Health insurance covers treatment for the spinal cord disorder that has confined Amy Hunovice to a wheelchair. But Hunovice, who has no use of her legs and limited use of her arms, has to pay a home health care worker $13 an hour herself for help with simple daily tasks like bathing and dressing.
Hunovice, a 61-year-old former teacher who lives in Pikesville, is one of an estimated 10 million people who now need long-term care in this country, care that Medicare and health insurance in large measure do not cover. As Congress attempts to overhaul the health care system, the need for such care has prompted debate on a proposal that would establish a voluntary insurance program specifically for long-term care.
But those who have examined the proposal say it may not adequately deal with a problem most people don't even realize they could face. And passage is far from assured. The House health care reform bill unveiled by Democrats Thursday included the measure; the Senate has not decided on its final version, though a major bill from the Senate Finance Committee did not include the long-term care provision.
The problem is likely to get worse as baby boomers age and live longer than their parents. Government research shows that more than 70 percent of seniors will eventually need long-term care. That doesn't count disabled adults, who now account for about 40 percent of those needing care. Most are left depending on family and friends.
"This is a nightmare that won't end," said Hunovice, who has endured countless tests, surgeries and hospitalizations, only to be left without a successful treatment.
Her doctor did order home care. Hunovice's insurance provider is paying for nurse visits once a month but has ruled much of the daily care she needs is not medical and not covered.
For the care she is getting, she's now paying more because she doesn't have an employer to help defray insurance premiums. She's also four years shy of a full teacher pension and hoping her husband's small business does well enough through the bad economy to pay the mortgage. The house, however, is not wheelchair-friendly, and giving her a bit of independence by retrofitting the bathroom seems out of reach.
"I wanted to keep working, but I was an art teacher and that wasn't possible," she said. "I needed to work. And I loved it."
If she depletes her resources, Medicaid, the single safety net for long-term care, would kick in. But it mostly funds nursing home care, and Hunovice, like many others who need long-term care, wants to stay in her home as long as she can.
And that may be a less expensive option. The National Clearinghouse for Long-Term Care Information reports that the average cost for a year in nursing home in 2008 was $68,000 for a semi-private room. A home health aide three times a week cost $18,000 a year.

• **Task set**:
a) From the article on long-term care, translate this sentence into Spanish: "The problem is likely to get worse as baby boomers age and live longer than their parents."
b) Answer these questions using the article on long-term care:
(i) How much per hour does Amy Hunovice pay her home health care worker?
(ii) About what percentage of those needing long-term care are disabled adults?
(iii) What was the average cost for a year in a nursing home in 2008 for a semi-private room?
c) Write the next part of the article on long-term care, picking up after its last sentence.

• **Source data**:
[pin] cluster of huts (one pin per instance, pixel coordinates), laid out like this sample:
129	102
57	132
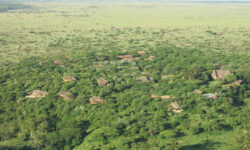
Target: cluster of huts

• **Outputs by task**:
a) Es probable que el problema empeore a medida que los baby boomers envejezcan y vivan más que sus padres.

b)
(i) $13 an hour
(ii) About 40 percent
(iii) $68,000

c)
The clearinghouse reports that most seniors can expect to need three years of long-term care with two at home. About 80 percent of the home care will come from unpaid family and friends. More than a fifth of the adult U.S. population in 2004, or 44 million people, were caregivers.
The services people need vary widely, said Molly O'Malley, a senior policy analyst for the Kaiser Family Foundation, a heath information provider. Those with Alzheimer's disease may need help with medications or a ride to the doctor. Those with developmental disabilities may need meals.
She said the main solution proposed in health care reform legislation is called the Community Living Assistance Services and Support Act, or CLASS Act, first promoted years ago by Sen. Edward M. Kennedy, the Massachusetts Democrat who championed health care reform before he died in August. It would create a government-run fund that collects premiums from working people. After five years, it would pay a cash benefit of at least $50 a day. Premiums would likely be $100 to $120 a month.
"It's voluntary and promotes personal responsibility," said O'Malley. "It's by no means a fix to the long-term care issue. If enacted, it would expand long-term care options."
But some question such a fund's long-term viability. Dennis G. Smith, a senior fellow at the conservative Heritage Foundation, said the fund would become unsustainable if enough healthy people opted out of the program or too many people tapped the fund too soon - a real worry with a voluntary program that is not underwritten by an insurer with parameters to participate. Some studies show only 5 percent of those eligible would participate. Further, he said many people would find it objectionable that the U.S. secretary of Health and Human Services could raise the premium or lower the benefit without any oversight.
"This program allows Congress to allow future benefits but not really pay for them; it's a shell game," he said.